## Consignes écrites
[1] Indiquez, s'il vous plaît, si chacune des affirmations suivantes concorde avec l'extrait d'arrêt, en répondant par oui ou non et en citant les mots décisifs de celui-ci : (a) le pourvoi vise des arrêts de la cour d'appel de Gand ; (b) l'avocat général a déposé ses conclusions le 1er octobre 2019 ; (c) le rapport a été fait par Me Bruno Maes.
[2] Recopiez à l'identique le passage de l'extrait d'arrêt qui va de « L'avocat général André Van Ingelgem » jusqu'à « gelgem a conclu. ».

Belgique | Belgique, Cour de cassation, 21 novembre 2019, C.18.0613.N


N° C.18.0613.N
ORANGE BELGIUM, s.a.,
Me Johan Verbist, avocat à la Cour de cassation,
contre
J. V.,
Me Bruno Maes, avocat à la Cour de cassation,
en présence de
RÉGION FLAMANDE,
Me Huguette Geinger, avocat à la Cour de cassation.
I. La procédure devant la Cour
Le pourvoi en cassation est dirigé contre les arrêts rendus les 12 janvier 2017 et 22 mars 2018 par la cour d'appel de Gand.
L'avocat général André Van Ingelgem a déposé des conclusions le 1er octobre 2019.
Le conseiller Geert Jocqué a fait rapport.
L'avocat général André Van In

gelgem a conclu.
II. Les moyens de cassation
Dans la requête en cassation, jointe au présent arrêt en co...

N° C.18.0613.N
ORANGE BELGIUM, s.a.,
Me Johan Verbist, avocat à la Cour de cassation,
contre
J. V.,
Me Bruno Maes, avocat à la Cour de cassation,
en présence de
RÉGION FLAMANDE,
Me Huguette Geinger, avocat à la Cour de cassation.

Enregistrements du jeu de données sur l'emplacement des objets

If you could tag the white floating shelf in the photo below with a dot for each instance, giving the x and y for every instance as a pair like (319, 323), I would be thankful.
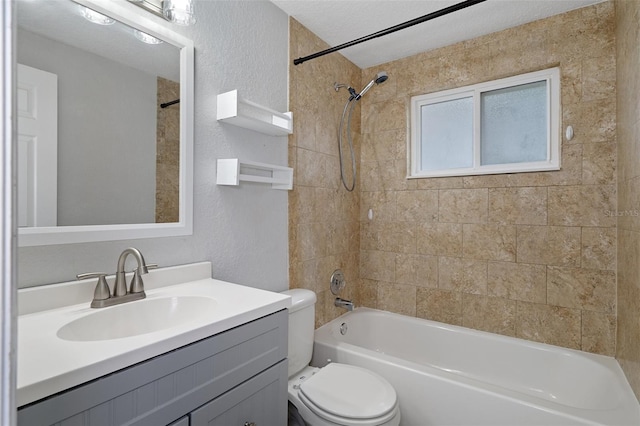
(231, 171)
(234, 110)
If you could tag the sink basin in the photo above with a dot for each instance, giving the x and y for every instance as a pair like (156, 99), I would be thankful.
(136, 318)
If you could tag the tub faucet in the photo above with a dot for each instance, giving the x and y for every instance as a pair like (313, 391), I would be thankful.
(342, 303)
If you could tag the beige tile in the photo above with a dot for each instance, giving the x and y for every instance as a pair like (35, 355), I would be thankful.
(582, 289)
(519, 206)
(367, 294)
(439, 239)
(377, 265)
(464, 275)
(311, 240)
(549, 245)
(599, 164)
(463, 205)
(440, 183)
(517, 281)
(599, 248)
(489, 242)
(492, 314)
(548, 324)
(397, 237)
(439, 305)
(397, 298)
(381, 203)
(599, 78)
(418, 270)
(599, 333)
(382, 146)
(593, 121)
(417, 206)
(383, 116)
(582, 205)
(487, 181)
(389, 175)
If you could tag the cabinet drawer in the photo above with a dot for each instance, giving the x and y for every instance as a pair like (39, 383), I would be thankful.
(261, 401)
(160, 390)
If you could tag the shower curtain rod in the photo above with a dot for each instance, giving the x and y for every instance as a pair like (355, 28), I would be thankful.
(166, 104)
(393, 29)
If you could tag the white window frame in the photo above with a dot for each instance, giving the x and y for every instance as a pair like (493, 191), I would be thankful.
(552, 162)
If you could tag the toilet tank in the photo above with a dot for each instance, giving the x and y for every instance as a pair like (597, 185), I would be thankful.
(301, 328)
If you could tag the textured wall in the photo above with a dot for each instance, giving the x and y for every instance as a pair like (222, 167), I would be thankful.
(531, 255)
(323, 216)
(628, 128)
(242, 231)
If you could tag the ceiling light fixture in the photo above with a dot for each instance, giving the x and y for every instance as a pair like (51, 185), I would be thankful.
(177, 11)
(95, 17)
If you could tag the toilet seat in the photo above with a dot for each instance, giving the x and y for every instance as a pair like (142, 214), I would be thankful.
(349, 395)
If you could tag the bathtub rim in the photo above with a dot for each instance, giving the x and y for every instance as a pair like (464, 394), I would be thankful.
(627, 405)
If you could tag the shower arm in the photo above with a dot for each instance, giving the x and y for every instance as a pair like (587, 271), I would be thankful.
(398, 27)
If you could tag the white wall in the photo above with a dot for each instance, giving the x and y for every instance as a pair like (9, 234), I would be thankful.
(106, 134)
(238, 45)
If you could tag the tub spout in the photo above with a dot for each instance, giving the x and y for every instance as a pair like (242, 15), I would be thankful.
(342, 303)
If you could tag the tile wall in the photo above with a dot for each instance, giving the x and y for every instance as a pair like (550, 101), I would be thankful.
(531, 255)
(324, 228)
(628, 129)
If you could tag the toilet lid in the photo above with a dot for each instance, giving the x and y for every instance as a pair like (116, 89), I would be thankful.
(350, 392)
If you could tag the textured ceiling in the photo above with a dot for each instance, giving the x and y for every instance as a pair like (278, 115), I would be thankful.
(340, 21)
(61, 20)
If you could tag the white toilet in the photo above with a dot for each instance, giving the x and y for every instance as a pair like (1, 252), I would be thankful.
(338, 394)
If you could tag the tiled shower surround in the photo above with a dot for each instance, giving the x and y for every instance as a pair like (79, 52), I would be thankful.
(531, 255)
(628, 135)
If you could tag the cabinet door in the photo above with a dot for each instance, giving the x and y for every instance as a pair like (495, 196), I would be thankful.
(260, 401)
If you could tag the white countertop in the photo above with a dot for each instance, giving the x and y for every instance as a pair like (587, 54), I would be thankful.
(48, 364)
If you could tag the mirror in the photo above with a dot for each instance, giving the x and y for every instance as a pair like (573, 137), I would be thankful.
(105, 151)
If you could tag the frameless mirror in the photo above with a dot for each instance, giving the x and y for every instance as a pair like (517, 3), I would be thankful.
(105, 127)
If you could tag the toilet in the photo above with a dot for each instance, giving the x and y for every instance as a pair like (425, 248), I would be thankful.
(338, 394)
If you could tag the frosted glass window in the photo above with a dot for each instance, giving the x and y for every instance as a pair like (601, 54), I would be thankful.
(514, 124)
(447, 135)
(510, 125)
==
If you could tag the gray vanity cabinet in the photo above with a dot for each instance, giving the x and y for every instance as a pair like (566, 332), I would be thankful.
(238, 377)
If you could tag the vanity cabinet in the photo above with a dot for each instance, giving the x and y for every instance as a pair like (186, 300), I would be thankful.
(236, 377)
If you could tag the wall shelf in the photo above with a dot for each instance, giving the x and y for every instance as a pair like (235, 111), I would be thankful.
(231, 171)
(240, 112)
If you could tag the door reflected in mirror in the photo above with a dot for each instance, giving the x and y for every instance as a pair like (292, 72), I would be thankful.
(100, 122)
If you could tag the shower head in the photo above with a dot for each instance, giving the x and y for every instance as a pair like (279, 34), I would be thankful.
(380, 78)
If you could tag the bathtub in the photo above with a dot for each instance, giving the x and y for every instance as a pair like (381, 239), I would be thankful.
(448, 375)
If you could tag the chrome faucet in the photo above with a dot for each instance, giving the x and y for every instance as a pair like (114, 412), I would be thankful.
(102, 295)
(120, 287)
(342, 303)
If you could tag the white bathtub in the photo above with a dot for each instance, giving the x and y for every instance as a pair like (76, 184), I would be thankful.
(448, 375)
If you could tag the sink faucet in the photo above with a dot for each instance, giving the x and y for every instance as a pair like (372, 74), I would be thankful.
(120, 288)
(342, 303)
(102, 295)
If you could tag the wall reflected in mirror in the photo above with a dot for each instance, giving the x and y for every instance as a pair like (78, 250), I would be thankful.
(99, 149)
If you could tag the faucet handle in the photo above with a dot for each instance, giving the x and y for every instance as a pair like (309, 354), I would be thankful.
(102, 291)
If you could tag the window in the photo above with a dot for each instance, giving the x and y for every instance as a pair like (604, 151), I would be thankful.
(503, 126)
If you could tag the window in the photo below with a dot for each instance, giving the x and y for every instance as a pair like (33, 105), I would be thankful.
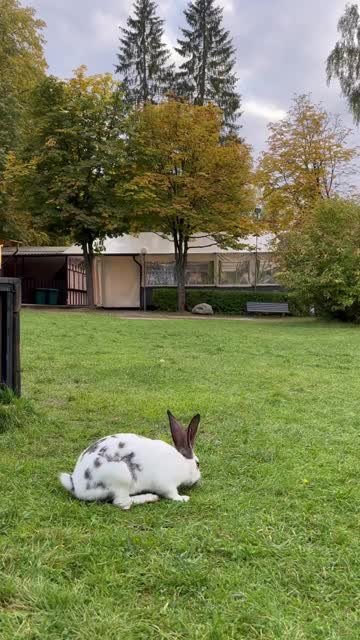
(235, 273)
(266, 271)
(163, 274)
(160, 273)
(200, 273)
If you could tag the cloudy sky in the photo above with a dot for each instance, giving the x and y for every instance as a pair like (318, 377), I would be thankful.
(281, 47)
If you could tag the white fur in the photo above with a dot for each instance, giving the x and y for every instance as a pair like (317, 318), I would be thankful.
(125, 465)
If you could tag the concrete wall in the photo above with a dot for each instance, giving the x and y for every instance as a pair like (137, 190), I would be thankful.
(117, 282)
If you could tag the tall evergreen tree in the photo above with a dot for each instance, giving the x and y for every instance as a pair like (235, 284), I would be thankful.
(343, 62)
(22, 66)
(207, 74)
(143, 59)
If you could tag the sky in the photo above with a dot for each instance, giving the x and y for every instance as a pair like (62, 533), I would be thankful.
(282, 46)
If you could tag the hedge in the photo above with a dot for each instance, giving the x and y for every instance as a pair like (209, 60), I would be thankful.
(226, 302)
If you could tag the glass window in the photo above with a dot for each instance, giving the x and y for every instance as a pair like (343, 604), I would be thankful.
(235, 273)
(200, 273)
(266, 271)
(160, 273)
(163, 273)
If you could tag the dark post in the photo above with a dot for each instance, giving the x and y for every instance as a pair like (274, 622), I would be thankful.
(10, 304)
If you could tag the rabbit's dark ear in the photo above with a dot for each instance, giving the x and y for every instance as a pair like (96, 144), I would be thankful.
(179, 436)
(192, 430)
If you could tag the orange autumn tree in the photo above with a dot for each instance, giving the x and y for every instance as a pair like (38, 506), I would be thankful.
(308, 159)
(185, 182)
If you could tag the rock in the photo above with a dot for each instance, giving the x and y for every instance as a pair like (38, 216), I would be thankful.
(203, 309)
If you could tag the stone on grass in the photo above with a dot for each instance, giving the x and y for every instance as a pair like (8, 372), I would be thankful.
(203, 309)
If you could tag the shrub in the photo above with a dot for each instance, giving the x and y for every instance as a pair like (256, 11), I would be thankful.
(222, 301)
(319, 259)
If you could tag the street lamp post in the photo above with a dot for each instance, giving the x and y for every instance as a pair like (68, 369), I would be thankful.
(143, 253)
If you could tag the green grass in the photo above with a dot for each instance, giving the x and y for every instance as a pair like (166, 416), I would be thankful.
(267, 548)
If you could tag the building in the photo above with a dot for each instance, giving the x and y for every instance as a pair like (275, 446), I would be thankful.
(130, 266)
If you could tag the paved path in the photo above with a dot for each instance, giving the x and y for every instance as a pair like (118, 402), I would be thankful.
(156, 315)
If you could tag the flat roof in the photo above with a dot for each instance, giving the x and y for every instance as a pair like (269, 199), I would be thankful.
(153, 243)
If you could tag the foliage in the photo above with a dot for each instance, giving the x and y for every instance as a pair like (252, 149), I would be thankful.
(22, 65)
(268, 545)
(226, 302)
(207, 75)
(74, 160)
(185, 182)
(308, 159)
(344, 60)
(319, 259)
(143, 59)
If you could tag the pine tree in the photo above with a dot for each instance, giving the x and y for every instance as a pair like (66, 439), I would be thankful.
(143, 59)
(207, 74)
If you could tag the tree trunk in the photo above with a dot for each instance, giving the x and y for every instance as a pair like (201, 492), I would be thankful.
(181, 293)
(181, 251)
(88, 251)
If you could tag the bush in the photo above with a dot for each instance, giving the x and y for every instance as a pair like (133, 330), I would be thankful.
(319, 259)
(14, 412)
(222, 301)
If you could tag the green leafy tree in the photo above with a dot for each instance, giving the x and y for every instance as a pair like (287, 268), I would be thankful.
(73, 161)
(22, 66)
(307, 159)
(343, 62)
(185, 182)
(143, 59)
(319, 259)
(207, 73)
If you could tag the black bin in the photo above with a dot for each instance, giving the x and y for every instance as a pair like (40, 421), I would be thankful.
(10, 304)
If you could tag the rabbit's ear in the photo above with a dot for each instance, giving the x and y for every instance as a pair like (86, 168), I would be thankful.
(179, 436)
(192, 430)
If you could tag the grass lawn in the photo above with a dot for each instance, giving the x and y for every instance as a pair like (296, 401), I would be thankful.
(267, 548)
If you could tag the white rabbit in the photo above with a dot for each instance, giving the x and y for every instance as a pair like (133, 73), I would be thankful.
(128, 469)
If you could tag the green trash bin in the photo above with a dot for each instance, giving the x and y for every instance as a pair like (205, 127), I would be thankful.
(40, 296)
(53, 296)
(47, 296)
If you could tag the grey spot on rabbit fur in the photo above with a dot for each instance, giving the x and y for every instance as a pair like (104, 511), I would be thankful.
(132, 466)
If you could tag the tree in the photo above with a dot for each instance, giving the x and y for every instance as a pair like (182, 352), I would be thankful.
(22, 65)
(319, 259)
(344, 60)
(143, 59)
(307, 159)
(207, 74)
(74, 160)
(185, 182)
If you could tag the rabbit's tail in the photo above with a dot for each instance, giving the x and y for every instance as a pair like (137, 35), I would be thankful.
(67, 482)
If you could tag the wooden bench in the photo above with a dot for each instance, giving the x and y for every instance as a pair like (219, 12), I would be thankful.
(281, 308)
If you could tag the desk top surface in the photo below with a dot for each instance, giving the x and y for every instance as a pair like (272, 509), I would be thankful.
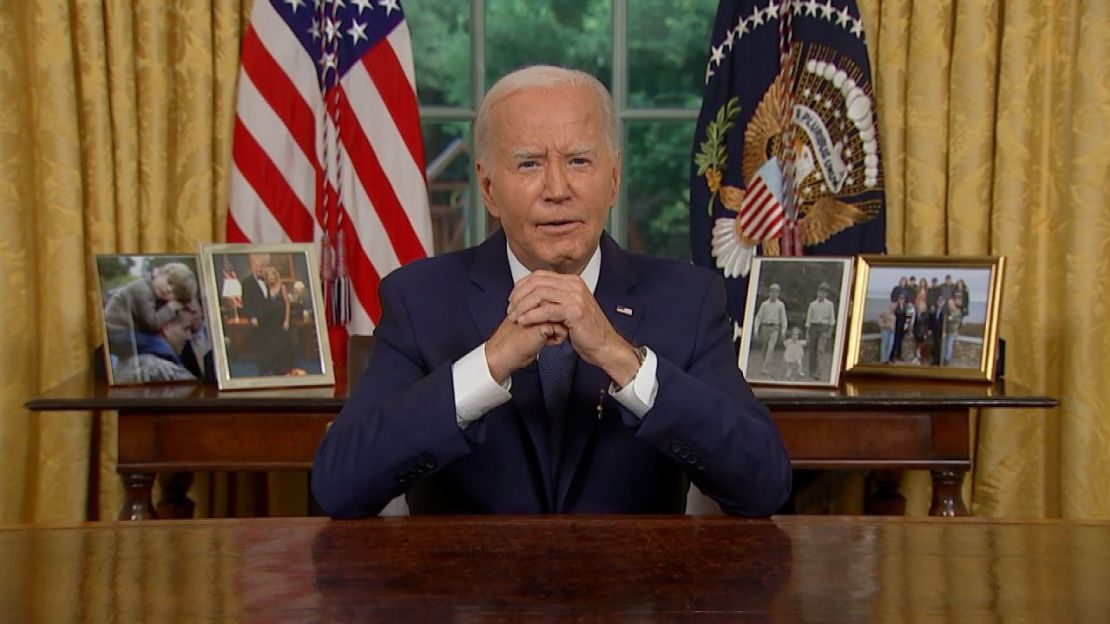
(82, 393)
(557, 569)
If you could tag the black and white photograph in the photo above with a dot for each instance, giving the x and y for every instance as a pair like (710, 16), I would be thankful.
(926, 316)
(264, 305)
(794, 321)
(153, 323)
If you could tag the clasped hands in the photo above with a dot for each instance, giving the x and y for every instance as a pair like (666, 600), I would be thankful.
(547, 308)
==
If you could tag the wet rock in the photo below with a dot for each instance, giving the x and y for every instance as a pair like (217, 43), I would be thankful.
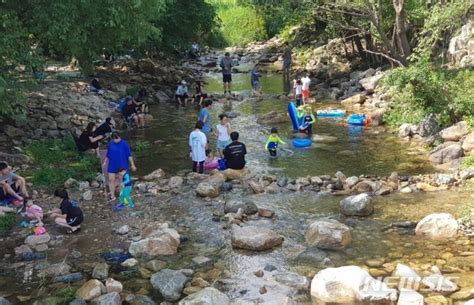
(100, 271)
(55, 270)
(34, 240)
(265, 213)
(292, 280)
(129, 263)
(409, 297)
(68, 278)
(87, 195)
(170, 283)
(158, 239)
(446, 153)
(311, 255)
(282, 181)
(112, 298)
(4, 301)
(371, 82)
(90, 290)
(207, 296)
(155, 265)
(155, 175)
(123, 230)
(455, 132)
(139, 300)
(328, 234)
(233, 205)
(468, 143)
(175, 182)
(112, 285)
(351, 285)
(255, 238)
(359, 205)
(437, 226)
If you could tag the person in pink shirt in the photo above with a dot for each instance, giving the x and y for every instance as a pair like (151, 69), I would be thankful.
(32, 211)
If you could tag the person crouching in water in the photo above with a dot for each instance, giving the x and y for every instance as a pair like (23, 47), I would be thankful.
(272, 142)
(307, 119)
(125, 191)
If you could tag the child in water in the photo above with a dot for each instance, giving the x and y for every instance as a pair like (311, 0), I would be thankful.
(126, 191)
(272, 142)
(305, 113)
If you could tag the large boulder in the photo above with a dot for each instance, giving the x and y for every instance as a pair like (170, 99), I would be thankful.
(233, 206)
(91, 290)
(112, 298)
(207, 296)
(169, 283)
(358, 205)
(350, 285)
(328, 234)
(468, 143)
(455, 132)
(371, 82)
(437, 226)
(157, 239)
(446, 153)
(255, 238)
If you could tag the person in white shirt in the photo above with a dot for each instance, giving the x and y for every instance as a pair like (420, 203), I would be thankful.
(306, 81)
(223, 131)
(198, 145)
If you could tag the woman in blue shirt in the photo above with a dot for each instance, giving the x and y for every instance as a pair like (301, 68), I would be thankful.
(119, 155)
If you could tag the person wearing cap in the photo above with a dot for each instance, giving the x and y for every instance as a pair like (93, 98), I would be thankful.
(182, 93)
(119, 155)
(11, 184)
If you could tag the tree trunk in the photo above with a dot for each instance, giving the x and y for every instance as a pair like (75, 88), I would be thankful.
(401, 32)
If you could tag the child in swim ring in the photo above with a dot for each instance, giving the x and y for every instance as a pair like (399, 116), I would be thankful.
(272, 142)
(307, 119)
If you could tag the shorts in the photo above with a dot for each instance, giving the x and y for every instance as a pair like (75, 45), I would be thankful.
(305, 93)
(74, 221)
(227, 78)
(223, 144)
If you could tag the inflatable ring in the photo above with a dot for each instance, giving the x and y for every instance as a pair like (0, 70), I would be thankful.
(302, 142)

## Réponses aux consignes
[1]
(a) Oui : « par la cour d'appel de Gand ».
(b) Oui : « a déposé des conclusions le 1er octobre 2019 ».
(c) Non : « Le conseiller Geert Jocqué a fait rapport. »

[2]
L'avocat général André Van Ingelgem a déposé des conclusions le 1er octobre 2019.
Le conseiller Geert Jocqué a fait rapport.
L'avocat général André Van In

gelgem a conclu.